Required work:
Copy the data below, switching every "even-odd rule" to "nonzero winding rule" and leaving everything else as it is.

═══

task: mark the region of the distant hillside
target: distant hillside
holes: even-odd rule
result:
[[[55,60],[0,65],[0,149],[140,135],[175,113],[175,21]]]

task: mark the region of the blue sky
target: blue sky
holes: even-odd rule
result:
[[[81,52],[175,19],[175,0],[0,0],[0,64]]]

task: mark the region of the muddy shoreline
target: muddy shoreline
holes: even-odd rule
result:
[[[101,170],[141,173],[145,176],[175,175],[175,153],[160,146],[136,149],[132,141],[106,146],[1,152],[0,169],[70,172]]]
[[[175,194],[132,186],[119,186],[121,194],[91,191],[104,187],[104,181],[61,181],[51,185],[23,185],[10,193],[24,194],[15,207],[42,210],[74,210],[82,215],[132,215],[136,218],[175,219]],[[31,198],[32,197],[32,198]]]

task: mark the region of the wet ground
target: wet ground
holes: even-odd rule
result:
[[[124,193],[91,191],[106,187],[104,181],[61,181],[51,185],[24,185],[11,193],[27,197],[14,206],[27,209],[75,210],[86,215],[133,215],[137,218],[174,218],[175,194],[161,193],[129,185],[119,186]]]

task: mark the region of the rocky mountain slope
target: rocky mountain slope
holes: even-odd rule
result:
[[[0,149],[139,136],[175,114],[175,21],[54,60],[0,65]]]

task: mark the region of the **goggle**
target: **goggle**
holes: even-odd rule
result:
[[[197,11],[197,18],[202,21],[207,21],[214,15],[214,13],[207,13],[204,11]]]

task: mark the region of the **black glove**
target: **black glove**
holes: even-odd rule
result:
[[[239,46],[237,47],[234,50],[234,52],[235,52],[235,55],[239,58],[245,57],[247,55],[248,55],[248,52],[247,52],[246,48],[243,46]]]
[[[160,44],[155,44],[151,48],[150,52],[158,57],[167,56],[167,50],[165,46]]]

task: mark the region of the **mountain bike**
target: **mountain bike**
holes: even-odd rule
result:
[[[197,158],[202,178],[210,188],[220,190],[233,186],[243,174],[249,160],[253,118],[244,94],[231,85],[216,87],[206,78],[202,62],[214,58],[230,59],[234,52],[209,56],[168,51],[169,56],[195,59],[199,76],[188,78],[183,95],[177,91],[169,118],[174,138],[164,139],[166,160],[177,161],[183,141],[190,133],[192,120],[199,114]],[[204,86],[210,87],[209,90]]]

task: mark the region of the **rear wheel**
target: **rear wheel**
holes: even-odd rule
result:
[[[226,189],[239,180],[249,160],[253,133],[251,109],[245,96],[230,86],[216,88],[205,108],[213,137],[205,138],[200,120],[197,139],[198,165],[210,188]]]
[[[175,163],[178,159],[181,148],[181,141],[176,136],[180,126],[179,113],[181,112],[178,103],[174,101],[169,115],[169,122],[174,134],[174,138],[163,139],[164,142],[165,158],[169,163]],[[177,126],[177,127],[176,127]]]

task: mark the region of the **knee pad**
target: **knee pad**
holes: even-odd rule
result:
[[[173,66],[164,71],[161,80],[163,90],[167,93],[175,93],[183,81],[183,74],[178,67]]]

═══

Reply to the exercise:
task: mark the region of the distant hillside
target: distant hillside
holes: nonzero winding rule
result:
[[[55,60],[0,65],[0,149],[140,135],[175,113],[175,21]]]

task: mark the region of the blue sky
target: blue sky
holes: nonzero winding rule
result:
[[[81,52],[175,19],[175,0],[0,0],[0,64]]]

task: mark the region of the muddy shoreline
target: muddy shoreline
holes: nonzero winding rule
result:
[[[101,170],[141,173],[145,176],[175,175],[175,153],[160,146],[136,149],[132,141],[106,146],[1,152],[0,169],[70,172]]]
[[[175,194],[132,186],[119,186],[121,194],[91,191],[104,187],[104,181],[61,181],[51,185],[23,185],[10,193],[24,194],[15,207],[42,210],[74,210],[82,215],[132,215],[136,218],[175,219]],[[31,198],[32,197],[32,198]]]

task: mark the region of the wet ground
target: wet ground
holes: nonzero winding rule
result:
[[[124,193],[91,191],[106,187],[104,181],[61,181],[51,185],[24,185],[11,193],[27,197],[14,206],[27,209],[75,210],[86,215],[133,215],[137,218],[174,218],[175,194],[161,193],[129,185],[119,186]]]

task: mark the region of the rocky mountain slope
target: rocky mountain slope
holes: nonzero winding rule
result:
[[[0,149],[139,136],[175,114],[175,21],[54,60],[0,65]]]

task: mark the region of the **goggle**
target: **goggle**
holes: nonzero winding rule
result:
[[[197,11],[197,18],[202,21],[207,21],[214,15],[214,13],[207,13],[204,11]]]

task: mark the region of the **black glove**
target: **black glove**
holes: nonzero winding rule
result:
[[[239,46],[237,47],[234,50],[234,52],[235,52],[235,55],[239,58],[245,57],[247,55],[248,55],[248,52],[247,52],[246,48],[243,46]]]
[[[160,44],[155,44],[151,48],[150,52],[158,57],[167,56],[167,50],[165,46]]]

task: mark the region of the **mountain bike**
target: **mountain bike**
holes: nonzero winding rule
result:
[[[197,158],[202,178],[210,188],[220,190],[233,186],[243,174],[249,160],[253,118],[244,94],[231,85],[216,87],[206,78],[202,62],[214,58],[230,59],[234,52],[209,56],[168,51],[169,56],[195,59],[199,76],[188,78],[183,95],[177,91],[169,118],[174,138],[164,139],[166,160],[177,161],[183,141],[190,133],[192,120],[199,114]],[[204,86],[210,87],[209,90]]]

task: mark the region of the **rear wheel**
target: **rear wheel**
holes: nonzero winding rule
result:
[[[226,189],[239,180],[249,160],[253,133],[251,109],[245,96],[230,86],[216,88],[205,108],[213,137],[205,138],[200,120],[197,139],[198,165],[210,188]]]
[[[175,163],[178,159],[181,148],[181,141],[176,136],[180,126],[179,113],[181,112],[178,103],[174,101],[169,115],[169,122],[174,134],[174,138],[163,139],[164,142],[165,158],[169,163]],[[177,126],[177,127],[176,127]]]

task: mark the region of the **knee pad**
target: **knee pad**
holes: nonzero winding rule
result:
[[[173,66],[164,71],[161,80],[163,90],[167,93],[175,93],[183,81],[183,74],[178,67]]]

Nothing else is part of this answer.